__Given request__: Extract every line of the material below and reproduce each one unchanged, keeping the original order.

__Data section__:

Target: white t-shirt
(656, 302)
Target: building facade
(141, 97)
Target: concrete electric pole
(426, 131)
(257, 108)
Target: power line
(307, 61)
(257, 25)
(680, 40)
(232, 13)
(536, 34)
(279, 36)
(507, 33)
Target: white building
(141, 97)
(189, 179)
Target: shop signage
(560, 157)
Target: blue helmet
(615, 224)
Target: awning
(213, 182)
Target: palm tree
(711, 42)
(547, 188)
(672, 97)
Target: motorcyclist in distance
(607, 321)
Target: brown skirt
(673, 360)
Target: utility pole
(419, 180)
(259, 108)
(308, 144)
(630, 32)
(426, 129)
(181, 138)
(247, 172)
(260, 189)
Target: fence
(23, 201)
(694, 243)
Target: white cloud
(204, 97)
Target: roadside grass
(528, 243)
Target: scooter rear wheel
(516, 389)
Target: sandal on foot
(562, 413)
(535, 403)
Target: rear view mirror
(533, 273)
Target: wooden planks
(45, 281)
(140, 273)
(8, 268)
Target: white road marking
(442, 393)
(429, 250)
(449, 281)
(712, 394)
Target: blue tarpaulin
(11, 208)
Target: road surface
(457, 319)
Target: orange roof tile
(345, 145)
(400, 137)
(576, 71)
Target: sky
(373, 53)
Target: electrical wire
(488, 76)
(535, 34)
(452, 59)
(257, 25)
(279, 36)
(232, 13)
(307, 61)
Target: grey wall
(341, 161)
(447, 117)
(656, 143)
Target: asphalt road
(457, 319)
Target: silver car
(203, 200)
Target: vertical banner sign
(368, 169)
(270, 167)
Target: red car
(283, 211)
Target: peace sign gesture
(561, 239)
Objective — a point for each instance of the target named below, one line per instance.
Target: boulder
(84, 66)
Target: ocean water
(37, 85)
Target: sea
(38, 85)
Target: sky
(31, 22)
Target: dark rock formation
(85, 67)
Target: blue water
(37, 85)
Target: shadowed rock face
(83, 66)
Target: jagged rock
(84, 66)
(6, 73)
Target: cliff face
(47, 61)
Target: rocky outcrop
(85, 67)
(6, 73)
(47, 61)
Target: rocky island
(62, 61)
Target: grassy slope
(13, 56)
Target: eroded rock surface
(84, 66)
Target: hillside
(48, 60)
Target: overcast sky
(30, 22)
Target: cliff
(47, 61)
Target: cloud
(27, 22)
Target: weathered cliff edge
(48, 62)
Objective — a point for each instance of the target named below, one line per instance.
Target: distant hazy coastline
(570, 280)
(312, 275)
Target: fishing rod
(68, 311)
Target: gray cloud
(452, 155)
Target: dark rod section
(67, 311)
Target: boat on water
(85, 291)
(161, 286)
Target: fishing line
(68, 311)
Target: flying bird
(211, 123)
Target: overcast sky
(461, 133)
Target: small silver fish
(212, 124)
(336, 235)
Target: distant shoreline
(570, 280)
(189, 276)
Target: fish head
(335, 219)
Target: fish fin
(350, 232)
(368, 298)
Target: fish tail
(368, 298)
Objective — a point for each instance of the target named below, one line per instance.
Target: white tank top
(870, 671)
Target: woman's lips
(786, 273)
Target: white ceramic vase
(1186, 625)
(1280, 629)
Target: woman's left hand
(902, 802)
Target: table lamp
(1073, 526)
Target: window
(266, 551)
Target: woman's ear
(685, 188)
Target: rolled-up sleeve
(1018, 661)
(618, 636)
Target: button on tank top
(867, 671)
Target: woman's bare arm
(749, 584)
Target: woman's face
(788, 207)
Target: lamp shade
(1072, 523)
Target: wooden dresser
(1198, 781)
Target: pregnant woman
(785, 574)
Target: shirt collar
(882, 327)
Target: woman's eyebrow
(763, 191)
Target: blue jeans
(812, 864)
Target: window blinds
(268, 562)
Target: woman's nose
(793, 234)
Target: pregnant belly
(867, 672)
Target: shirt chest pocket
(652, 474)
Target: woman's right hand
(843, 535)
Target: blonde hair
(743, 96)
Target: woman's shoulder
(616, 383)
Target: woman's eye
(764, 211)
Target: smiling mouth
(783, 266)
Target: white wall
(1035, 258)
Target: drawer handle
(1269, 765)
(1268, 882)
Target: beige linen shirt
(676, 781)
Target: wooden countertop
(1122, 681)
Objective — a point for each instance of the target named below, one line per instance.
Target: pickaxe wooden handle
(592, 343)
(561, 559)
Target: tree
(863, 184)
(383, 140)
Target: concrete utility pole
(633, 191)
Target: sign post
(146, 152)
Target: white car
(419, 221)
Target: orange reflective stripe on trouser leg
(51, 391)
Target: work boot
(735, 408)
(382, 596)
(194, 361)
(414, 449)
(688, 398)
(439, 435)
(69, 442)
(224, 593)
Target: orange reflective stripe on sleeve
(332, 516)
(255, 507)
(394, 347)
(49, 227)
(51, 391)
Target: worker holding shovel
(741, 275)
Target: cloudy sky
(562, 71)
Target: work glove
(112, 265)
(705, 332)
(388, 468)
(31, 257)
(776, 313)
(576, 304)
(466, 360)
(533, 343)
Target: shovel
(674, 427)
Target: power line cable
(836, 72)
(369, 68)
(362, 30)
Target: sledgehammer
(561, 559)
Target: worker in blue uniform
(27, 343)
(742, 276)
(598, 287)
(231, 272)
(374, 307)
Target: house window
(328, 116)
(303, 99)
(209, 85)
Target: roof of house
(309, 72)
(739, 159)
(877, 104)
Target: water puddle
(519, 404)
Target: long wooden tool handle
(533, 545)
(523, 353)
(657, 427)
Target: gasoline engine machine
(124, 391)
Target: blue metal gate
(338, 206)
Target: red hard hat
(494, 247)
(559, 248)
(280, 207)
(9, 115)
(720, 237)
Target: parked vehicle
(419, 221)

__Complete output__:
Target: white t-shirt
(656, 302)
Target: building facade
(141, 97)
Target: concrete electric pole
(426, 131)
(257, 108)
Target: power line
(307, 61)
(257, 25)
(680, 40)
(232, 13)
(536, 34)
(279, 36)
(507, 33)
Target: white building
(141, 97)
(189, 179)
Target: shop signage
(560, 157)
Target: blue helmet
(615, 224)
Target: awning
(213, 182)
Target: palm tree
(711, 42)
(547, 188)
(672, 97)
Target: motorcyclist in distance
(607, 321)
Target: brown skirt
(673, 360)
Target: utility pole
(419, 180)
(259, 108)
(308, 144)
(630, 32)
(426, 129)
(181, 138)
(247, 172)
(260, 189)
Target: fence
(23, 201)
(694, 243)
Target: white cloud
(204, 97)
Target: roadside grass
(528, 243)
Target: scooter rear wheel
(516, 389)
Target: sandal on foot
(562, 413)
(535, 403)
Target: rear view mirror
(533, 273)
Target: wooden planks
(45, 281)
(140, 273)
(8, 268)
Target: white road marking
(442, 393)
(429, 250)
(449, 281)
(712, 394)
Target: blue tarpaulin
(11, 208)
Target: road surface
(457, 319)
Target: orange roof tile
(345, 145)
(400, 137)
(576, 71)
Target: sky
(373, 53)
Target: electrical wire
(488, 76)
(535, 34)
(452, 59)
(257, 25)
(279, 36)
(232, 13)
(307, 61)
Target: grey wall
(341, 161)
(447, 117)
(656, 143)
Target: asphalt road
(457, 319)
Target: silver car
(203, 200)
Target: vertical banner sign
(368, 169)
(270, 167)
Target: red car
(283, 211)
Target: peace sign gesture
(561, 239)
Objective — a point for each instance of the target named below, one line per instance.
Target: boulder
(84, 66)
Target: ocean water
(37, 85)
Target: sea
(38, 85)
Target: sky
(31, 22)
Target: dark rock formation
(85, 67)
Target: blue water
(37, 85)
Target: shadowed rock face
(83, 66)
Target: jagged rock
(84, 66)
(6, 73)
Target: cliff face
(47, 61)
Target: rocky outcrop
(85, 67)
(6, 73)
(47, 61)
Target: rocky island
(62, 61)
Target: grassy slope
(13, 56)
Target: eroded rock surface
(84, 66)
Target: hillside
(48, 60)
Target: overcast sky
(30, 22)
Target: cliff
(47, 61)
Target: cloud
(27, 22)
Target: weathered cliff edge
(48, 62)
Objective — a point for each instance of the target named below, one line per instance.
Target: distant hazy coastline
(570, 280)
(312, 275)
Target: fishing rod
(68, 311)
Target: gray cloud
(452, 155)
Target: dark rod section
(67, 311)
Target: boat on water
(85, 291)
(161, 286)
Target: fishing line
(68, 311)
Target: flying bird
(211, 123)
Target: overcast sky
(461, 133)
Target: small silver fish
(212, 124)
(336, 235)
Target: distant shoreline
(570, 280)
(189, 276)
Target: fish head
(335, 219)
Target: fish fin
(350, 232)
(368, 298)
Target: fish tail
(368, 298)
Objective — a point for each instance of the target named below, one line per instance.
Target: white tank top
(870, 671)
Target: woman's lips
(786, 273)
Target: white ceramic vase
(1186, 625)
(1280, 629)
Target: woman's left hand
(902, 802)
Target: table lamp
(1073, 526)
Target: window
(266, 551)
Target: woman's ear
(685, 188)
Target: rolled-up sleeve
(1018, 661)
(618, 636)
Target: button on tank top
(867, 671)
Target: woman's bare arm
(749, 584)
Target: woman's face
(788, 207)
Target: lamp shade
(1072, 523)
Target: wooden dresser
(1198, 781)
Target: pregnant woman
(785, 574)
Target: shirt collar
(882, 327)
Target: woman's eyebrow
(763, 191)
Target: blue jeans
(812, 864)
Target: window blinds
(268, 562)
Target: woman's nose
(793, 234)
Target: pregnant belly
(867, 672)
Target: shirt chest pocket
(652, 474)
Target: woman's right hand
(843, 535)
Target: blonde hair
(743, 96)
Target: woman's shoulder
(616, 383)
Target: woman's eye
(764, 211)
Target: smiling mouth
(783, 266)
Target: white wall
(1035, 258)
Target: drawer handle
(1269, 765)
(1268, 882)
Target: beige linen shirt
(676, 781)
Target: wooden countertop
(1122, 681)
Objective — a point for each instance of the target named below, one line per instance.
Target: pickaxe wooden handle
(592, 343)
(561, 559)
Target: tree
(863, 184)
(383, 140)
Target: concrete utility pole
(633, 191)
Target: sign post
(146, 152)
Target: white car
(419, 221)
Target: orange reflective stripe on trouser leg
(51, 391)
Target: work boot
(735, 408)
(382, 596)
(194, 361)
(414, 449)
(688, 398)
(439, 435)
(69, 442)
(224, 593)
Target: orange reflective stripe on sleeve
(332, 516)
(255, 507)
(394, 347)
(49, 227)
(51, 391)
Target: worker holding shovel
(741, 275)
Target: cloudy sky
(562, 71)
Target: work glove
(112, 265)
(705, 332)
(388, 468)
(31, 257)
(776, 313)
(576, 304)
(466, 360)
(533, 343)
Target: shovel
(674, 427)
Target: power line cable
(836, 72)
(369, 68)
(362, 30)
Target: sledgehammer
(561, 559)
Target: worker in blue uniform
(27, 343)
(742, 276)
(598, 287)
(231, 272)
(374, 307)
Target: house window
(328, 116)
(303, 99)
(209, 85)
Target: roof of house
(309, 72)
(739, 159)
(877, 104)
Target: water puddle
(519, 404)
Target: long wooden tool handle
(533, 545)
(523, 353)
(657, 427)
Target: gasoline engine machine
(124, 391)
Target: blue metal gate
(338, 206)
Target: red hard hat
(494, 247)
(559, 248)
(280, 207)
(9, 115)
(720, 237)
Target: parked vehicle
(419, 221)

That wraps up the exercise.